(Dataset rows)
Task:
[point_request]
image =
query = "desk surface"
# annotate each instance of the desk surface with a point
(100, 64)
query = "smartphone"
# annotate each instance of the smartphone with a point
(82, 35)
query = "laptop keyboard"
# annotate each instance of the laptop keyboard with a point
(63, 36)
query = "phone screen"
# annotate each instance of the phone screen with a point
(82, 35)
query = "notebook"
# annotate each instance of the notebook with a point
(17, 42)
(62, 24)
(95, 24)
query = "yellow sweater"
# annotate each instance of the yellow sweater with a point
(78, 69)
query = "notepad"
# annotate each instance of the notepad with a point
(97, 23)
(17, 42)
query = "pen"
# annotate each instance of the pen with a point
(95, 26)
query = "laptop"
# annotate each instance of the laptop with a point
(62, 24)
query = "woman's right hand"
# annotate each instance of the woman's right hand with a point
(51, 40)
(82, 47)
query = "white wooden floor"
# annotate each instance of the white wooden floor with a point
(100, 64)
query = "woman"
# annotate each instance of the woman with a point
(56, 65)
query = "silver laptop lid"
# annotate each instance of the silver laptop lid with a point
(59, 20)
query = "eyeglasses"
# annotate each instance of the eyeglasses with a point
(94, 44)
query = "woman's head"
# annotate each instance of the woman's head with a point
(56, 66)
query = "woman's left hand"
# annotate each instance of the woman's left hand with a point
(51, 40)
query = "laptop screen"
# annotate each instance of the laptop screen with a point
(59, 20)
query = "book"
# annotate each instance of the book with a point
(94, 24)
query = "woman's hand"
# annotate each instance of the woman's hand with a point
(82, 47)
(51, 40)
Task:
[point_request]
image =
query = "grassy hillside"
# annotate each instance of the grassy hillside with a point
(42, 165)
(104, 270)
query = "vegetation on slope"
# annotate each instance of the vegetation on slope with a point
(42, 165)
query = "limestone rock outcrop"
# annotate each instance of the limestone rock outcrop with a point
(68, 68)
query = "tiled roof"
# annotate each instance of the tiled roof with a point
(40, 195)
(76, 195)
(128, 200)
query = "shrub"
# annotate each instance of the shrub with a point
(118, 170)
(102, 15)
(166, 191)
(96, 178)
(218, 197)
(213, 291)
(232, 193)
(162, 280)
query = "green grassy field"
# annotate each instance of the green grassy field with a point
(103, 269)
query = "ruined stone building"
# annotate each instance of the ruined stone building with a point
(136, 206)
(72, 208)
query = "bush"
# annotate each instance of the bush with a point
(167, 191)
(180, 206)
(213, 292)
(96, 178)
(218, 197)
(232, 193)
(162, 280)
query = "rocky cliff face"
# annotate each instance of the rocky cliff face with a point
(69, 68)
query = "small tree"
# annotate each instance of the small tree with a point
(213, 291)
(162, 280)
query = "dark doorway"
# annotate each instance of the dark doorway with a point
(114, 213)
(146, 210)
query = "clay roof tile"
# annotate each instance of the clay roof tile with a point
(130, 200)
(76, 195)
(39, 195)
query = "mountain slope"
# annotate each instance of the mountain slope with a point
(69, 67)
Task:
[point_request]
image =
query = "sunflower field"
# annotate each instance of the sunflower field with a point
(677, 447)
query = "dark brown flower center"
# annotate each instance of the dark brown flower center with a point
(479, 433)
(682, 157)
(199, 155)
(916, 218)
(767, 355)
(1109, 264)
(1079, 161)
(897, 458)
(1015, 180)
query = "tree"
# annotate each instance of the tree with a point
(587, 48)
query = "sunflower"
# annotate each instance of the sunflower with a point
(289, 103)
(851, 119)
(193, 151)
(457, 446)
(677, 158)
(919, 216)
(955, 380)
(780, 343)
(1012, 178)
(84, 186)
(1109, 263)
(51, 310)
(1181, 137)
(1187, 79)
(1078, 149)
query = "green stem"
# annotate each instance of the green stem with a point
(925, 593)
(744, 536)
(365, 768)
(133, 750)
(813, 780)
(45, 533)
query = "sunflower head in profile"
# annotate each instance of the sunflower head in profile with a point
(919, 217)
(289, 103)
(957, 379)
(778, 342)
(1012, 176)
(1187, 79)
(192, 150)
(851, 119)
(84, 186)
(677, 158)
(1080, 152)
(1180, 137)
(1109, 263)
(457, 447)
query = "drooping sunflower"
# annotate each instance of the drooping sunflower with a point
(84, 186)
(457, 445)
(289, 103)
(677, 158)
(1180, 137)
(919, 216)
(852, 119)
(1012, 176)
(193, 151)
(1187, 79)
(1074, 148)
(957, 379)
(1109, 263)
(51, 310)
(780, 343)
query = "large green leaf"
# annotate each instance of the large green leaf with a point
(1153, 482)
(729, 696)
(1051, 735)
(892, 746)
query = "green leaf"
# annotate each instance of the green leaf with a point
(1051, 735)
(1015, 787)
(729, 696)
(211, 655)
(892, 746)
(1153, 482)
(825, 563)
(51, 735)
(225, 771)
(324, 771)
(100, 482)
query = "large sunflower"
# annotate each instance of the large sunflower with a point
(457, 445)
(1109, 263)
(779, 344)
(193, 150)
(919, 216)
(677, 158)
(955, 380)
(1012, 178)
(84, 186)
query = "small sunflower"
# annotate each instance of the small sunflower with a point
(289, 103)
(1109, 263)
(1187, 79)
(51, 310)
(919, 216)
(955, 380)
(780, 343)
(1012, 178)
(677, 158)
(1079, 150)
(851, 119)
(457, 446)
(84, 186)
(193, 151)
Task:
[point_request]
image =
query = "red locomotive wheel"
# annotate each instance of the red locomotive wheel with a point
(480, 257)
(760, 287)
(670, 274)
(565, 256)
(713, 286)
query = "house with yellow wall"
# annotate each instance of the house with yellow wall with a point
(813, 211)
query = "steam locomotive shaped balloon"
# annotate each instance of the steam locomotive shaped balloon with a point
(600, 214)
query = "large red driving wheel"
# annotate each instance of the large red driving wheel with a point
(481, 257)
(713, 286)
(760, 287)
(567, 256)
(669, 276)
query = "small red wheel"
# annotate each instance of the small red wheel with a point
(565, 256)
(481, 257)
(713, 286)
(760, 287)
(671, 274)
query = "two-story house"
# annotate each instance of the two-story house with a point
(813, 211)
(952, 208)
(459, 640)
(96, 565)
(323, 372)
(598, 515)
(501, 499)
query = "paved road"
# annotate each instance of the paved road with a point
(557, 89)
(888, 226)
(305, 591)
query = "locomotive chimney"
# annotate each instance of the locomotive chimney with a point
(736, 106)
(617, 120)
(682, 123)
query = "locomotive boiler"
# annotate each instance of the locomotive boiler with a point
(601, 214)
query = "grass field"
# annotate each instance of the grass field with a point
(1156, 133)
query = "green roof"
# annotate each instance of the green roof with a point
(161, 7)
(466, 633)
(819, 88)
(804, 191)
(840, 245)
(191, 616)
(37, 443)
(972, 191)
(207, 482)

:: Objective ::
Emit the full listing verbatim.

:: Response to this task ::
Task:
[point_request]
image =
query = "desk surface"
# annotate each instance of the desk surface with a point
(100, 64)
query = "smartphone"
# annotate each instance of the smartphone with a point
(82, 35)
query = "laptop keyboard"
# annotate each instance of the laptop keyboard with a point
(63, 36)
query = "phone screen"
# annotate each instance of the phone screen with a point
(82, 35)
query = "notebook"
# annotate each instance of the notebook with a point
(17, 42)
(62, 24)
(95, 24)
query = "yellow sweater"
# annotate each instance of the yellow sweater with a point
(78, 69)
query = "notepad"
# annotate each instance of the notepad with a point
(97, 23)
(17, 42)
query = "pen"
# annotate each instance of the pen with a point
(95, 26)
query = "laptop"
# annotate each instance of the laptop with a point
(62, 24)
query = "woman's right hand"
# annotate each instance of the woman's right hand with a point
(51, 40)
(82, 47)
query = "white wooden floor"
# annotate each instance of the white wooden floor with a point
(100, 64)
query = "woman"
# annotate each instance of the woman with a point
(56, 65)
query = "silver laptop lid"
# annotate each instance of the silver laptop lid with a point
(59, 20)
query = "eyeglasses"
# annotate each instance of the eyeglasses with a point
(94, 44)
query = "woman's head"
# annotate each instance of the woman's head with a point
(56, 66)
query = "woman's left hand"
# annotate each instance of the woman's left hand with a point
(51, 40)
query = "laptop screen"
# annotate each instance of the laptop screen with a point
(59, 20)
query = "book"
# annotate each instance of the book with a point
(94, 24)
query = "woman's hand"
# annotate each instance of the woman's hand with a point
(82, 47)
(51, 40)
Task:
[point_request]
image =
query = "grassy hillside"
# annotate each instance of the grassy hillside with a point
(42, 165)
(104, 270)
query = "vegetation on slope"
# annotate each instance of the vegetation on slope with a point
(42, 165)
query = "limestone rock outcrop"
# annotate each instance of the limestone rock outcrop with a point
(68, 68)
query = "tiled roof"
# annotate each instance of the tiled roof with a point
(40, 195)
(76, 195)
(128, 200)
query = "shrub"
# annotate each instance of the shrub with a point
(118, 170)
(102, 15)
(166, 191)
(96, 178)
(218, 197)
(213, 291)
(232, 193)
(162, 280)
query = "green grassy field"
# annotate each instance of the green grassy field with a point
(103, 269)
query = "ruined stone building"
# annotate each instance of the ruined stone building with a point
(136, 206)
(72, 208)
query = "bush"
# annotate each instance of the bush with a point
(167, 191)
(180, 206)
(213, 292)
(96, 178)
(218, 197)
(232, 193)
(162, 280)
query = "rocky cliff face"
# annotate each instance of the rocky cliff face with a point
(69, 68)
query = "small tree"
# annotate each instance of the small tree with a point
(213, 291)
(162, 280)
query = "dark doorway"
# annotate each instance of the dark doorway with a point
(114, 213)
(146, 210)
query = "clay roof tile"
# annotate each instance of the clay roof tile with a point
(130, 200)
(76, 195)
(39, 195)
query = "mountain slope"
# annotate each instance of the mountain slope with a point
(69, 67)
Task:
[point_request]
image =
query = "sunflower field"
# annotate each instance of the sunflower field with a point
(677, 447)
query = "dark brown flower center"
# annotate each instance of the dark brown flower center with a point
(479, 433)
(682, 157)
(199, 155)
(916, 218)
(767, 355)
(1109, 264)
(1079, 161)
(897, 458)
(1015, 180)
query = "tree"
# annotate each instance of the tree with a point
(587, 48)
query = "sunflower"
# annotate each instance of the sunflower with a point
(289, 103)
(851, 119)
(193, 151)
(457, 446)
(677, 158)
(919, 216)
(955, 380)
(780, 343)
(1012, 178)
(84, 186)
(1109, 263)
(51, 310)
(1181, 137)
(1187, 79)
(1078, 149)
query = "green stem"
# annotate each instance of the green stem with a point
(925, 593)
(744, 536)
(365, 768)
(133, 750)
(813, 780)
(45, 533)
query = "sunflower head in profile"
# annotate each instance of the sunflower head in profile with a point
(919, 217)
(289, 103)
(957, 379)
(778, 342)
(1012, 176)
(1187, 79)
(192, 150)
(851, 119)
(84, 186)
(677, 158)
(1080, 152)
(1180, 137)
(1109, 263)
(457, 447)
query = "drooping sunflower"
# annotate each instance of the drooping sunflower with a point
(84, 186)
(457, 445)
(289, 103)
(677, 158)
(1180, 137)
(919, 216)
(852, 119)
(1012, 176)
(193, 151)
(1187, 79)
(1074, 148)
(957, 379)
(1109, 263)
(51, 310)
(780, 343)
query = "large green leaf"
# annotate each instance of the large green leaf with a point
(1153, 482)
(729, 696)
(1051, 735)
(892, 746)
query = "green leaf"
# annotate each instance of the green leaf with a point
(1051, 735)
(1015, 787)
(729, 696)
(211, 655)
(892, 746)
(1153, 482)
(825, 563)
(51, 735)
(225, 771)
(324, 771)
(100, 482)
query = "large sunflower"
# annotate each instance of the large sunflower with a point
(457, 445)
(1109, 263)
(779, 344)
(193, 150)
(919, 216)
(677, 158)
(955, 380)
(1012, 178)
(84, 186)
query = "small sunflower"
# annotate each instance of the small sunflower with a point
(289, 103)
(1109, 263)
(1187, 79)
(51, 310)
(919, 216)
(955, 380)
(780, 343)
(1012, 178)
(677, 158)
(1079, 150)
(851, 119)
(457, 446)
(84, 186)
(193, 151)
Task:
[point_request]
image =
query = "red locomotive wheel"
# annotate each instance of the red locomotive wheel with a point
(480, 257)
(760, 287)
(670, 274)
(565, 256)
(713, 286)
query = "house with yellow wall"
# annotate each instance of the house with yellow wall with a point
(813, 211)
query = "steam locomotive shaped balloon"
# annotate each instance of the steam locomotive shaped balloon with a point
(600, 214)
query = "large red driving wheel"
# annotate each instance of the large red driving wheel with a point
(481, 257)
(713, 286)
(760, 287)
(567, 256)
(669, 276)
query = "small red wheel"
# annotate each instance of the small red wheel with a point
(565, 256)
(481, 257)
(713, 286)
(760, 287)
(671, 274)
query = "two-story house"
# annotate each instance of the two-story house with a point
(813, 211)
(952, 208)
(459, 640)
(96, 565)
(323, 372)
(598, 515)
(501, 499)
query = "paved road"
# annotate each instance of the paved road with a point
(557, 89)
(888, 226)
(305, 591)
query = "locomotive chimney"
# annotate each instance of the locomotive chimney with a point
(736, 106)
(617, 120)
(682, 123)
query = "locomotive boiler"
# annotate each instance of the locomotive boiler with a point
(601, 214)
query = "grass field"
# annotate each instance of the grass field with a point
(1156, 133)
query = "green roof"
# annotate each instance of the green roof with a point
(161, 7)
(466, 633)
(819, 88)
(804, 191)
(840, 245)
(191, 616)
(37, 443)
(972, 191)
(207, 482)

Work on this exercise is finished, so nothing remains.